*Excerpt to read*.
Foundation Models in Biology Hit the Noise Floor
A new benchmark of 600+ model configurations reveals that biological foundation models do improve perturbation predictions, but experimental variability sets a hard ceiling. What this means for techbio investment.
Foundation models (FMs) have transformed natural language processing and computer vision. The question for biology is whether the same paradigm, pre-train a large model on massive data, then apply it to specific tasks (either directly, or with minimal adaptation), can help predict which drugs will work in humans. In practice, we cannot test that directly (random screens in humans are not an option), so the field works on a proxy: predicting how cells respond to interventions in the lab. In biology, these interventions are called perturbations: you either disable a gene to see what breaks (a gene knockout, typically done with CRISPR), or you expose a cell to a drug (a chemical perturbation) and measure what changes in gene expression. This proxy is useful but has limits, and the gap between “works on cells” and “works in patients” is one of the central tensions of this piece. If FMs can at least predict the outcome of these cell-level experiments without running them, the payoff is already significant: screen perturbations in silico before running expensive wet lab experiments, and compress the design-test-learn cycle from months to days.
Cole, Huizing et al. at GenBio AI just released the most comprehensive benchmark on this question to date (“Foundation Models Improve Perturbation Response Prediction,” bioRxiv, Feb 2026). The setup: take all the leading single-cell FMs (AIDO.Cell, scGPT, scPRINT, Geneformer, scFoundation), add gene-level embeddings, molecular fingerprints, and chemical FMs, and test over 600 configurations of roughly 20 distinct models on two large perturbation datasets (Essential and Tahoe-100M).
Some context first. Last year, Ahlmann-Eltze et al. published a damaging result in Nature Methods: none of the deep learning models they tested beat deliberately simple linear baselines. The conclusion was hard to dodge. Maybe biological FMs were not learning anything useful beyond predicting the average training response.
GenBio’s answer is more nuanced, and it comes from two directions. First, the field has moved on: several of the models GenBio benchmarks (notably AIDO.Cell, released late 2024, and scPRINT, published in Nature Communications in early 2025) did not exist when Ahlmann-Eltze ran their tests. Second, and perhaps more importantly, GenBio shows that the answer depends on how you frame the prediction task. If you ask the model to predict the exact magnitude of gene expression change for every gene (log fold change regression), most FM embeddings still do not convincingly beat negative controls. But if you ask a different question, which genes are significantly affected by the perturbation (DEG classification), several FM embeddings clearly do better than baselines. How you define the prediction task changes the answer.
What kinds of models work best? In plain terms: the ones that know something about the biology of the target being perturbed, not just the chemistry. Models that encode what the perturbation target actually is, what gene is being knocked out, or what receptor a drug binds to, outperformed those that only encode the molecular structure of the drug itself. This makes intuitive sense: knowing that you are targeting gene X in pathway Y gives the model useful prior knowledge about which downstream genes are likely to be affected. GenBio also shows that combining information from multiple specialised FMs (one for cell state, one for gene identity, one for compound structure) into a single prediction framework pushes performance further still, treating perturbation prediction as an integration problem rather than a single-model problem.

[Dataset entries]
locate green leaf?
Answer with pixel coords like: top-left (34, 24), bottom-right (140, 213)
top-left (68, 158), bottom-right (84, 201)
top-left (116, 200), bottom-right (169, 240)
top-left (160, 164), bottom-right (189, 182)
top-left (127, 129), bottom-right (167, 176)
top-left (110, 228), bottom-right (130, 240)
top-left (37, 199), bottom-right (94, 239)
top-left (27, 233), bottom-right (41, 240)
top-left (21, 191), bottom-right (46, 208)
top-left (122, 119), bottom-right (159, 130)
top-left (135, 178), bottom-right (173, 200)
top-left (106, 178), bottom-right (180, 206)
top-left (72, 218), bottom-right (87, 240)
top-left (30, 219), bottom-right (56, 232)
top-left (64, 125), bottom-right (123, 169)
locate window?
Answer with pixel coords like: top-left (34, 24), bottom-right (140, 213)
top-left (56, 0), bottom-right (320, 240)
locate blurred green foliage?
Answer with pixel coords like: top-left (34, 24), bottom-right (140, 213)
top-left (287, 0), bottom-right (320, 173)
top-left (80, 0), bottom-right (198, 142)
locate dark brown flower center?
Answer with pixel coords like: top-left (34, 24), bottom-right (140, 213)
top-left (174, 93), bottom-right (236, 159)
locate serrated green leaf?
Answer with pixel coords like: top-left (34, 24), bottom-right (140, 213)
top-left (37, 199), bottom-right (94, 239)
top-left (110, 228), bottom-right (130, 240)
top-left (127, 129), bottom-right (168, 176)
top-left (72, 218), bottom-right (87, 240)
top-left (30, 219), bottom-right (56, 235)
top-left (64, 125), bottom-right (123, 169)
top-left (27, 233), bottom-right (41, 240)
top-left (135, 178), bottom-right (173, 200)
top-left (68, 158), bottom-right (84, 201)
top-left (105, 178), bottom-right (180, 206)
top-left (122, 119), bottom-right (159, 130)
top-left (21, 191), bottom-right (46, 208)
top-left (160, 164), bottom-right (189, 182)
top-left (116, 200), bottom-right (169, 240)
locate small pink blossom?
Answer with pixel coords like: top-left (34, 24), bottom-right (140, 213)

*Directions*.
A - In the foundation models in biology text, what two perturbation datasets did the benchmark use?
B - Please copy, word for word, the stretch of the foundation models in biology text from "Some context first." through "average training response.".

*Written responses*.
A - Essential and Tahoe-100M.

B -
Some context first. Last year, Ahlmann-Eltze et al. published a damaging result in Nature Methods: none of the deep learning models they tested beat deliberately simple linear baselines. The conclusion was hard to dodge. Maybe biological FMs were not learning anything useful beyond predicting the average training response.